Extracted entries:
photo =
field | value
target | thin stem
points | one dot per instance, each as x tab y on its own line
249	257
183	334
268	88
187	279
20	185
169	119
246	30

What you will do: The records above should be duplicated in full, exactly as given.

Exercise result:
photo =
field | value
target | thin stem
points | one dot per instance, each as x tab y on its own line
249	257
183	334
268	88
187	279
20	185
169	119
246	30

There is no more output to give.